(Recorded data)
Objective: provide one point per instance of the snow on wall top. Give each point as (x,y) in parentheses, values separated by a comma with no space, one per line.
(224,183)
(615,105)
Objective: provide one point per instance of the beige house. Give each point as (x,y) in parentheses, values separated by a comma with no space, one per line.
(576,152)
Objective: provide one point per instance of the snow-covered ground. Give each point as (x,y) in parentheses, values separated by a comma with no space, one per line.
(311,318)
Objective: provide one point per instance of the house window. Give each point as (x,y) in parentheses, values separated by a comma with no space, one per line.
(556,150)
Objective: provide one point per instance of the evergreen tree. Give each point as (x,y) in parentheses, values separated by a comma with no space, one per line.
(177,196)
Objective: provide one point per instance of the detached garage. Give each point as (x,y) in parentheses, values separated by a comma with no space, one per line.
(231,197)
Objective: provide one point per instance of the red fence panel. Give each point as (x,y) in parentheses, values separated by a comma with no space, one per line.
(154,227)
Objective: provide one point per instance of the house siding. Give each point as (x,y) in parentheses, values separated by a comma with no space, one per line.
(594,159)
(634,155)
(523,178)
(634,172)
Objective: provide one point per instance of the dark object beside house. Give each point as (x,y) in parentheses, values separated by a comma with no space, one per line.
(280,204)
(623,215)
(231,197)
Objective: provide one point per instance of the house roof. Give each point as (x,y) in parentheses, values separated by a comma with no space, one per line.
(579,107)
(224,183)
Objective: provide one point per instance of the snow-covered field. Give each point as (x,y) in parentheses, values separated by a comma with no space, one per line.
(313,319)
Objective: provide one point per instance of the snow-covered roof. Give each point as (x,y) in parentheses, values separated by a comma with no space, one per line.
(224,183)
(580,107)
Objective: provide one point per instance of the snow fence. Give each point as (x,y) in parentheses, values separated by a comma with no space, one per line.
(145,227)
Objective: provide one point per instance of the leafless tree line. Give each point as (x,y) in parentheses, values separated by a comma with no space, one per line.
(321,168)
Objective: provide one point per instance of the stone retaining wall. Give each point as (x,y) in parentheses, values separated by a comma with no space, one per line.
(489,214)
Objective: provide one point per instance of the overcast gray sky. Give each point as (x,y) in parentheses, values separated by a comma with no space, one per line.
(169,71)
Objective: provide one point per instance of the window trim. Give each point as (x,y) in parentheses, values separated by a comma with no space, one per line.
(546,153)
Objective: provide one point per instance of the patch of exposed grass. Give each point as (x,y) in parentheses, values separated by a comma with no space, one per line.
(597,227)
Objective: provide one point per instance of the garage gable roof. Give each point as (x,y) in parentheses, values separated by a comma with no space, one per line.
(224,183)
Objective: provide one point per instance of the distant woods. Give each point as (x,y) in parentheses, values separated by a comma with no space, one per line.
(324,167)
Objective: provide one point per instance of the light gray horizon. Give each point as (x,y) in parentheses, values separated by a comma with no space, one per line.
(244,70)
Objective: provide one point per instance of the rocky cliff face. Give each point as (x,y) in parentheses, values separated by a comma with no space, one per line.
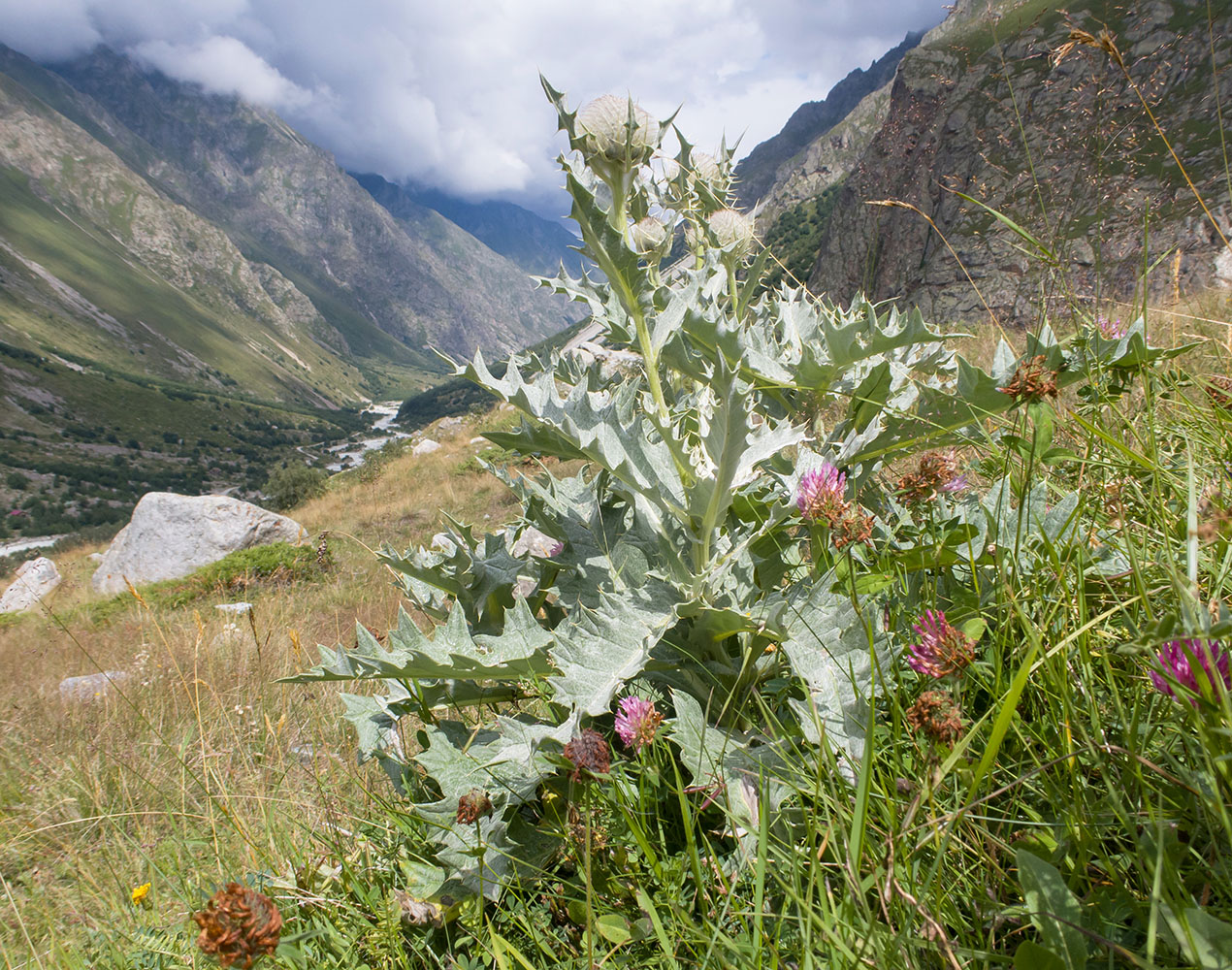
(762,173)
(1064,149)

GOAL OF THE EXERCISE:
Each entry above must be duplicated precisely; none of the pictures may be included.

EXERCISE OUTPUT:
Objective: provide one point per instance of the snow on wall top. Give each point as (x,y) in parentheses, values separated by a comma with no space, one per line.
(224,183)
(615,105)
Objective: provide one point per instance of the beige house. Give each point as (x,y) in parentheses, values separated by a comma with no space, one per line.
(576,152)
Objective: provide one point per instance of the snow-covered ground. Give each point as (x,y) in parentheses, values separated by a comma with no space, one per line.
(311,318)
Objective: provide one point per instance of the house window. Give each point as (x,y) in parentheses, values separated by a comma with no space, one per line.
(556,150)
Objective: provide one point per instance of the evergreen tree. Give each point as (x,y) in parentheses, values separated by a comma with no space, one per line.
(177,196)
Objective: provide one point per instance of the detached garage. Give each point as (x,y) in parentheses, values separated by a comma with no space, one per line.
(231,197)
Objective: provide one point per instance of the red fence panel. Give each point as (x,y) in parentheses, values separated by a comma with no space, one per line.
(154,227)
Objective: provide one point per instance of the house siding. Give each point as (x,y) in parentheses, values separated by a comma with no space, one per line.
(594,159)
(634,155)
(523,178)
(634,172)
Objective: provide one point per instance of the dark object beside house. Give each point as (x,y) in parentheses, values separated by a comma with no space, one per line.
(280,204)
(623,215)
(231,197)
Objective: provide one point per instance of the house roof. Give each point as (x,y) in parentheses, values separated by a comma with no space, one per line.
(579,107)
(224,183)
Objective: provide one point per instance of the snow-covered field. Give each point as (x,y) in parentheses, values separated by a comma with no space, one per line.
(313,319)
Objective: provide one point per instance of the snow-covered roof. Give each point as (x,y) in parentheses, values separated by a comma with no space, one per line.
(224,183)
(580,107)
Objective: provide one point per instance of the snow fence. Give each point as (x,y) in parentheses, values separated by a comma with no space, one per line.
(145,227)
Objective: provide one point per instance of the leafless tree line. Give each point as (x,y) in parentheses, values separated by a comma with no space, one per line.
(321,168)
Objective: provide one point per instance of the stone retaining wall. Give each point as (x,y) in parentheses, values separated by a comma with no space, one per line.
(489,214)
Objective: provide one point per instance of the overcast gray sky. Give each point as (x,y) in parentheses, values separated by a comma with no space, one per line.
(169,71)
Objective: provide one point per instance of the window trim. Give each point as (x,y) in parentheses, values separated by a comma with no space, one per line.
(546,153)
Objective: provide one point per instance of the patch of exposed grass. Give each point as (x,y) in parentheses, values separated by a comma with no space, one per line.
(597,227)
Objective: provide one point per instance of the garage gable roof. Give each point as (x,y) in parentheses, values separated by a comma with no space, one per line.
(224,183)
Objective: provide one point per instance of the distant woods. Give each point as (x,y) in parentheses, values separated by a comma with no space, one per line.
(324,167)
Objective: provide one point per instance of the light gray horizon. Give each point as (x,y) in parentheses, values separated by a comma with no space, one per line.
(244,70)
Objective: provide one point per instance of the rocky cliff face. Give each point as (x,y) in parentheses, values separated by a comma with no space, one per line.
(762,173)
(1064,149)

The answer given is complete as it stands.